* [PAGE EXCERPT]:
▼▼▼
Studio album by Buck Clayton and Buddy Tate
- Released: 1961
- Recorded: December 20, 1960
- Studio: Van Gelder Studio, Englewood Cliffs, New Jersey
- Genre: Jazz
- Length: 33:59
- Label: Swingville SV 2017
- Producer: Esmond Edwards

Buck Clayton chronology
| Goin' to Kansas City (1960) | Buck & Buddy (1961) | One for Buck (1961) |

Buddy Tate chronology
| Tate-a-Tate (1960) | Buck & Buddy (1960) | Groovin' with Buddy Tate (1961) |

= Buck & Buddy =

Buck & Buddy is an album by trumpeter Buck Clayton and saxophonist Buddy Tate which was recorded in 1960 and released on the Swingville label.
▲▲▲
* [OBJECTIVE 1]:
Answer these questions about the album page:
(a) In which studio was the album recorded?
(b) Who produced the album?
(c) What instrument does Buddy Tate play, according to the page?

* [DATA FOR THE TASK]:
▼▼▼
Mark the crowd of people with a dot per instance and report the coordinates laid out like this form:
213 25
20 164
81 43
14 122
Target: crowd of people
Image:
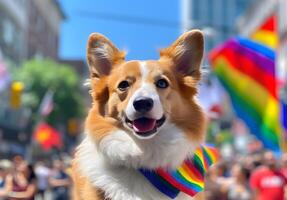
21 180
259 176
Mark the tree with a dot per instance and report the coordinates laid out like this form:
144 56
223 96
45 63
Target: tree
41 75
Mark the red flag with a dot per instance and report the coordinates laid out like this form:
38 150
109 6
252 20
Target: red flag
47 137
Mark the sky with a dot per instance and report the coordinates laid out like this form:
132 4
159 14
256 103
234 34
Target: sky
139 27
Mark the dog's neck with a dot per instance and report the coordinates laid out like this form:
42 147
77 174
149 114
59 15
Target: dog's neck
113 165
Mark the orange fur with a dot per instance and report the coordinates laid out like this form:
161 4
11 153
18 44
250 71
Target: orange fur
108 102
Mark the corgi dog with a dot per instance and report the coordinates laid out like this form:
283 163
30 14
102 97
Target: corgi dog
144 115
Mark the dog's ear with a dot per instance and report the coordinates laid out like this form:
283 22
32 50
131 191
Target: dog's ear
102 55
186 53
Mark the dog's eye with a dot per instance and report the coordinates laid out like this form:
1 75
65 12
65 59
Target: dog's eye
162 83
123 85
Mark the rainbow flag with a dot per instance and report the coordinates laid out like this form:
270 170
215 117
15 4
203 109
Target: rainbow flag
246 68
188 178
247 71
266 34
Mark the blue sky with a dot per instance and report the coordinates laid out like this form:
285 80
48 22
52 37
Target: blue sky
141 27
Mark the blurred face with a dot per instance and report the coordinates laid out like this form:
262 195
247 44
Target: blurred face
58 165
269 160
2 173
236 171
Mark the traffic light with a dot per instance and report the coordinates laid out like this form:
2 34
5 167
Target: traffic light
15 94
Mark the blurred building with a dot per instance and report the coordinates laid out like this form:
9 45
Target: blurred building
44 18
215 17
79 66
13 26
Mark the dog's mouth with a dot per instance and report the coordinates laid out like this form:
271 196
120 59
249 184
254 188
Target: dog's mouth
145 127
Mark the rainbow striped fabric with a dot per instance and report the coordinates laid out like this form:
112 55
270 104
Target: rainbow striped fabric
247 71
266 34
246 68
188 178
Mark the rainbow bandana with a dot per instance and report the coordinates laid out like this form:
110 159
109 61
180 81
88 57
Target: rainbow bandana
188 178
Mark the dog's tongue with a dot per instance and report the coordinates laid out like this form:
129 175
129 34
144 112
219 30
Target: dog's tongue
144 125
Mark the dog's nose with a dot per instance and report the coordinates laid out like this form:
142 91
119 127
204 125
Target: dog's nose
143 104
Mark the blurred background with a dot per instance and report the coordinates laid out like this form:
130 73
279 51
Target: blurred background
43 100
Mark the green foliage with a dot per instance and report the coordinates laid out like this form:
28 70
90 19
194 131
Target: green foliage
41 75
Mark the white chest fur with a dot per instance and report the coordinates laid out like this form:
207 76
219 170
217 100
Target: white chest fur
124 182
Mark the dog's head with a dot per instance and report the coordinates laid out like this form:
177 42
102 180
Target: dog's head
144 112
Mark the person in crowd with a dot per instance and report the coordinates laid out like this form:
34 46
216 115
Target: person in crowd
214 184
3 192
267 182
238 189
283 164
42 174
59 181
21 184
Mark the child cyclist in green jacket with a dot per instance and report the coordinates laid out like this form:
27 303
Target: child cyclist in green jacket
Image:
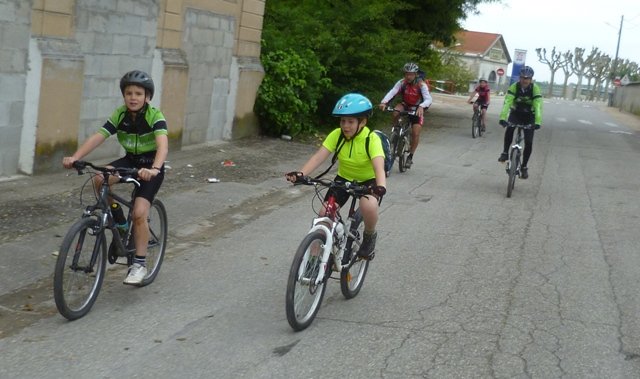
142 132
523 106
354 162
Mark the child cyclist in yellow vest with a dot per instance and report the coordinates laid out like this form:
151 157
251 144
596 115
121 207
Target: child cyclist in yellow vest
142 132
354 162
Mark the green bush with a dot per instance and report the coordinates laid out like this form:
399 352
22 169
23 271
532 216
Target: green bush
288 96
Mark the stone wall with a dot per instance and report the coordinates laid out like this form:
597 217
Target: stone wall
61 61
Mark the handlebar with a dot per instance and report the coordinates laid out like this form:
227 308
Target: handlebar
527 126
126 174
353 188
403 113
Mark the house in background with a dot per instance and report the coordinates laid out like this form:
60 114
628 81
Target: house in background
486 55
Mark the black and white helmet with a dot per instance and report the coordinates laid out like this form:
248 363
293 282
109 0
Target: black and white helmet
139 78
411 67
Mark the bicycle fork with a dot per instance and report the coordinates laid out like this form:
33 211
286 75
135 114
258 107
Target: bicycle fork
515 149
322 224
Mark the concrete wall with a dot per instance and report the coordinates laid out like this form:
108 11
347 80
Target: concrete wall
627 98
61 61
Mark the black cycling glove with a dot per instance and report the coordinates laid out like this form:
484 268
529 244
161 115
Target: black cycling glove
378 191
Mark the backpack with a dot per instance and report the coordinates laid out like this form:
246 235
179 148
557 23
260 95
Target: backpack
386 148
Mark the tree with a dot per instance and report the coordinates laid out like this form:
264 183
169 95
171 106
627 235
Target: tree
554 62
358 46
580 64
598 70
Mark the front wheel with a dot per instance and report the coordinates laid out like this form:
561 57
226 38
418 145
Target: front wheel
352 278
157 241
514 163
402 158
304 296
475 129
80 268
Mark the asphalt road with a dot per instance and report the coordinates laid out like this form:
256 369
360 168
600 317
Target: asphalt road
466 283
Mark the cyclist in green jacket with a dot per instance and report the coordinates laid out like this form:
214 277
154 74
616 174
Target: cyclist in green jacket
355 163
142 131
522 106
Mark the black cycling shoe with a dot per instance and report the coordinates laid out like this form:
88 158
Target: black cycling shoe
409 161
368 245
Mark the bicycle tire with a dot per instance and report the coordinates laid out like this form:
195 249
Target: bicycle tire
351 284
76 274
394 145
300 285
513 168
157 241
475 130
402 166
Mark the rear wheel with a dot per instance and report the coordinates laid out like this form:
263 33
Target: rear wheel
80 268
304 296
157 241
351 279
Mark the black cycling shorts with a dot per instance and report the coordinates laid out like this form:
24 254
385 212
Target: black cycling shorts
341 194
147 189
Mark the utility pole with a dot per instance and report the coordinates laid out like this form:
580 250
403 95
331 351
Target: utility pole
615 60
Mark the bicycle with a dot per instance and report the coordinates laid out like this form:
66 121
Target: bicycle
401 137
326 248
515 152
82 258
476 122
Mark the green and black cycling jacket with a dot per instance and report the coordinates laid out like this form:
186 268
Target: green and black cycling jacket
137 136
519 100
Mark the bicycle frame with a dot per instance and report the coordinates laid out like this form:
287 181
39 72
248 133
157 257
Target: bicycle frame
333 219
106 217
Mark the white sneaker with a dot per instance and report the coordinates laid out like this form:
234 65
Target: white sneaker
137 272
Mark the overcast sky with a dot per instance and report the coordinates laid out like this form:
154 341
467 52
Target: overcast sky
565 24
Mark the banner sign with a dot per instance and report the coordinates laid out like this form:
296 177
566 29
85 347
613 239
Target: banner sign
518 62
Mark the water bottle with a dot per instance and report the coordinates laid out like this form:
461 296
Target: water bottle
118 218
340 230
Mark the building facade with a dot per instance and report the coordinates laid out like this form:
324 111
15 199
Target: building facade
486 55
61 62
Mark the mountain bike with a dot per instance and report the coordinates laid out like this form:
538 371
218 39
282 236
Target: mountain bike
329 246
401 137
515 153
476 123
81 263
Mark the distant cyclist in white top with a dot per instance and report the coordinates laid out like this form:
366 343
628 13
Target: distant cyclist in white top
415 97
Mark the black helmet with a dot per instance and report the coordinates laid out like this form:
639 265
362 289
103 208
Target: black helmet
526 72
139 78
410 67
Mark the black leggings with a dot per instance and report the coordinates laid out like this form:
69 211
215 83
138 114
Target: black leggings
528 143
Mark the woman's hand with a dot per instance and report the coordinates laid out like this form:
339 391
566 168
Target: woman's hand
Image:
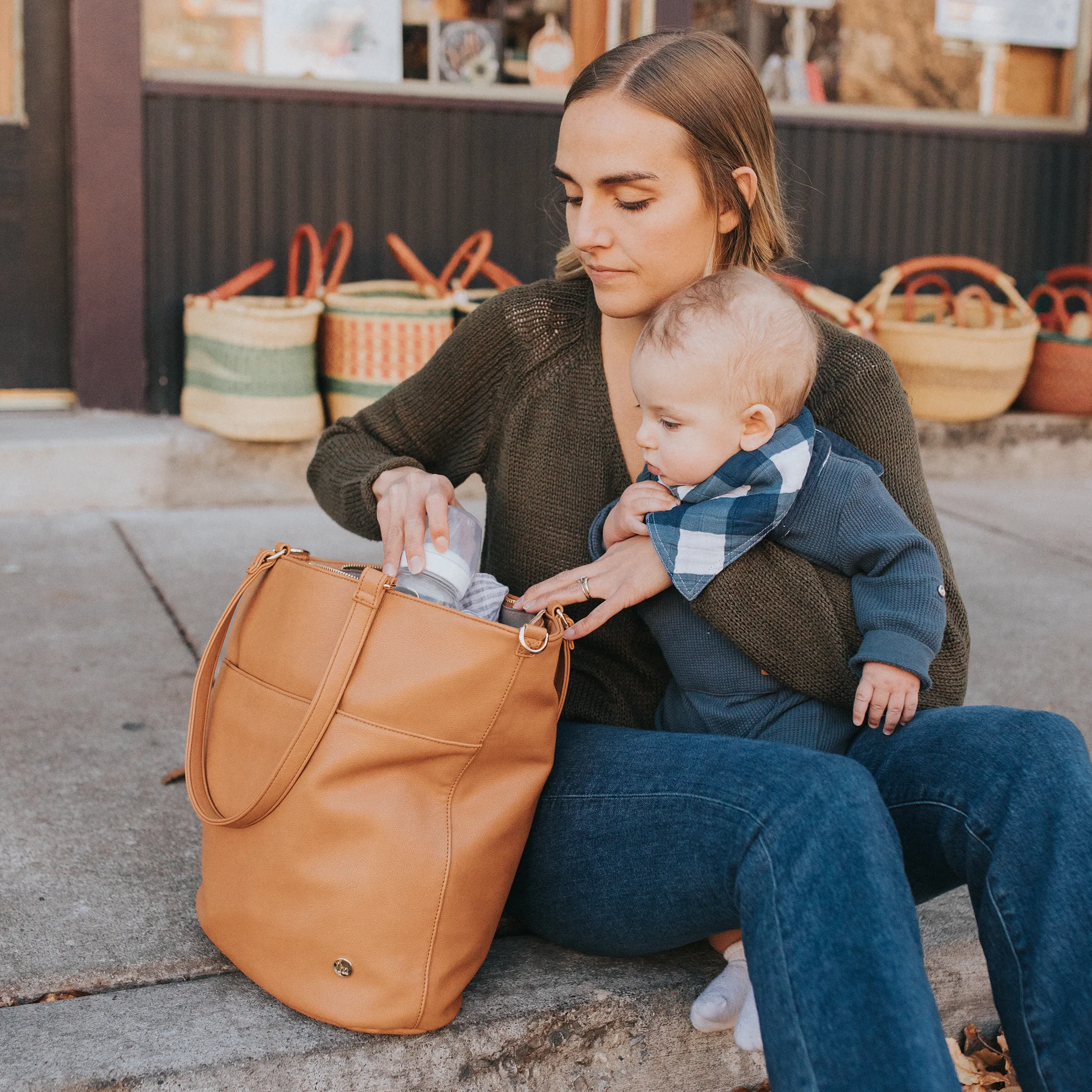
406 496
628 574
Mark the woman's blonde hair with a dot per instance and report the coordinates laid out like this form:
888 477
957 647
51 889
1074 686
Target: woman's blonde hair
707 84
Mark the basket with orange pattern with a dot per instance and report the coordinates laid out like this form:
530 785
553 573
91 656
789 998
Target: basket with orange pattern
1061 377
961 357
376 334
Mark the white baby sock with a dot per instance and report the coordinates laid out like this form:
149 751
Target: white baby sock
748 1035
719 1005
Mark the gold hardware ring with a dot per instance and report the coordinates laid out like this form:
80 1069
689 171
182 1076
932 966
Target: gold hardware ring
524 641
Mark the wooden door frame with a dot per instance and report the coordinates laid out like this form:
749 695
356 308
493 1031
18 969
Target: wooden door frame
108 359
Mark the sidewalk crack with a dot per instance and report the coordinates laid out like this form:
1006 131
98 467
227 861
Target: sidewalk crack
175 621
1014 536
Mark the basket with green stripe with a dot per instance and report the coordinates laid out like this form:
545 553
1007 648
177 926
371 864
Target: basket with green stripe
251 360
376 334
▲▲▲
▼▼▼
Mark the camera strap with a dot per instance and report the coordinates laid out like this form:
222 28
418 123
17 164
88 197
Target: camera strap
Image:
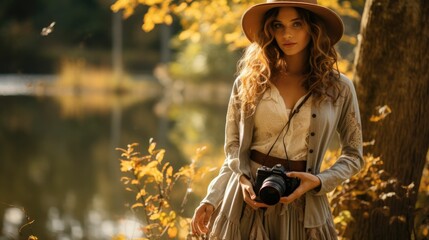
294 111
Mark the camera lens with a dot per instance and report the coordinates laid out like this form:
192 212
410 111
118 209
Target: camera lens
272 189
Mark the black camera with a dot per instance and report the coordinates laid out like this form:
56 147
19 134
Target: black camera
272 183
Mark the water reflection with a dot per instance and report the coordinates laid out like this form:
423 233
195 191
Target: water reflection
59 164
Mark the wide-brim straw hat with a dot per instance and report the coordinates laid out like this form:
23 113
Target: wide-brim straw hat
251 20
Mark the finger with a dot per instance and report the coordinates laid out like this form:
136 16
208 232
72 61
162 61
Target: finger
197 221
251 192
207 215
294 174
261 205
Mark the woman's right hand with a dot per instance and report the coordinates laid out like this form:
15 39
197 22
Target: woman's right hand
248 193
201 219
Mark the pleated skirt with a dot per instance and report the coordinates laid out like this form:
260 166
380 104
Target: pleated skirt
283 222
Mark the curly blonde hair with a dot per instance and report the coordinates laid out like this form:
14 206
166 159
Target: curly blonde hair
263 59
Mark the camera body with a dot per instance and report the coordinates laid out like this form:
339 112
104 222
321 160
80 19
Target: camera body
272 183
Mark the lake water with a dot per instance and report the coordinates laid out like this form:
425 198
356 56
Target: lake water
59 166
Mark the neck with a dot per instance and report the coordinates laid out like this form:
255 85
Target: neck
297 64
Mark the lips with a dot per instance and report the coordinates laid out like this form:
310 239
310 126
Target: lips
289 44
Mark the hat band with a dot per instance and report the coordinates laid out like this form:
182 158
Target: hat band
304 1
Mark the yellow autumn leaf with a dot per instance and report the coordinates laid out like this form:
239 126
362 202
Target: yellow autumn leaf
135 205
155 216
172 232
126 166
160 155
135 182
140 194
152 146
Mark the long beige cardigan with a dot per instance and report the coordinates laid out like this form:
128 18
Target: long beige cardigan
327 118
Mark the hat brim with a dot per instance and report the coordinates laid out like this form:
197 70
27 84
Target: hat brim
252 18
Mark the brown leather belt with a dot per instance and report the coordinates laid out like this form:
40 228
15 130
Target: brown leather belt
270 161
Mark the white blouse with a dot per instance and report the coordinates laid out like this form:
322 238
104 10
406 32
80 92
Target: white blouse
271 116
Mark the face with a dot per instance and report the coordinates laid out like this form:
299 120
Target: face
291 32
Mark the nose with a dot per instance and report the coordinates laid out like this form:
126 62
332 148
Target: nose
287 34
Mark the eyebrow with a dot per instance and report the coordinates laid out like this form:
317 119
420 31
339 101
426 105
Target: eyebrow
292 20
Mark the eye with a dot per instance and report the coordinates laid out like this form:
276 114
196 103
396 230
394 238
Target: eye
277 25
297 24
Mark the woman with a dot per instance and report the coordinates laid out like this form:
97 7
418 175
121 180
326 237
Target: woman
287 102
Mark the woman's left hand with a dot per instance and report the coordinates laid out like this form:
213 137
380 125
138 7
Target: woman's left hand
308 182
▲▲▲
▼▼▼
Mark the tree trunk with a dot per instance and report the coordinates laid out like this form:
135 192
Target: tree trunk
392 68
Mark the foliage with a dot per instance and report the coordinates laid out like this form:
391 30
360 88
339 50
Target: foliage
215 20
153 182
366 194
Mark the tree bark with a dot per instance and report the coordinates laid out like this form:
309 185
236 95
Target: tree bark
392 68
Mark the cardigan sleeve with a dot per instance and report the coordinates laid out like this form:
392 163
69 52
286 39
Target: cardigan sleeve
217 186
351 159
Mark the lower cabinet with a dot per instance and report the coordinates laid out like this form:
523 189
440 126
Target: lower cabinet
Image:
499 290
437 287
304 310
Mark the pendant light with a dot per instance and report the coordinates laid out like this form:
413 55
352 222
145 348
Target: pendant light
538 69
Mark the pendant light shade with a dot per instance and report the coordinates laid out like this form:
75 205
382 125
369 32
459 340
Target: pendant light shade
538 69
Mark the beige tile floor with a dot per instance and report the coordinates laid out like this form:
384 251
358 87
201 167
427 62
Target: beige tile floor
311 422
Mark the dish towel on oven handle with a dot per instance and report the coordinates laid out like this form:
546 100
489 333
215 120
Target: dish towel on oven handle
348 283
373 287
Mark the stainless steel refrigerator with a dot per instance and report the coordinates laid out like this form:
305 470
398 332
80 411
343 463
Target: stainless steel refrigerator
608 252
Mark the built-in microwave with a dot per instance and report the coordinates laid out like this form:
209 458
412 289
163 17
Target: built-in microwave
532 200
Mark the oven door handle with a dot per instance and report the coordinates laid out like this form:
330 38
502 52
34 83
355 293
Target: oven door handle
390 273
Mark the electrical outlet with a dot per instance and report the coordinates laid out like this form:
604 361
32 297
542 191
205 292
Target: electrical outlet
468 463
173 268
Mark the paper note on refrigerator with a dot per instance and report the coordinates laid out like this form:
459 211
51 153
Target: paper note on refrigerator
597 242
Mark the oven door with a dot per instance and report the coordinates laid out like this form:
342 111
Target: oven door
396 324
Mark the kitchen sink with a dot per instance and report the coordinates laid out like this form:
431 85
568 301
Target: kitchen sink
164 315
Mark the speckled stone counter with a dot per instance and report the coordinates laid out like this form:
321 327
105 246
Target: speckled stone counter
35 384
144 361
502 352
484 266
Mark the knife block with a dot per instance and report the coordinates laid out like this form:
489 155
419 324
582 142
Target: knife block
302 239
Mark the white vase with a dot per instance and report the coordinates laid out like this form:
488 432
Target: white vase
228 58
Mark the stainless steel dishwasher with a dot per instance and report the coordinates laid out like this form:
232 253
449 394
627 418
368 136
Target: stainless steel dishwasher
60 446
▲▲▲
* [OBJECTIVE 2]: Locate every line in the rows that contains the word "left" and copy each one.

* [FULL ANSWER 1]:
(a) Van Gelder Studio, Englewood Cliffs, New Jersey
(b) Esmond Edwards
(c) Saxophone

* [FULL ANSWER 2]:
Mark the woman's left hand with a dot per instance and report the coordinates laid out like this form:
Target: woman's left hand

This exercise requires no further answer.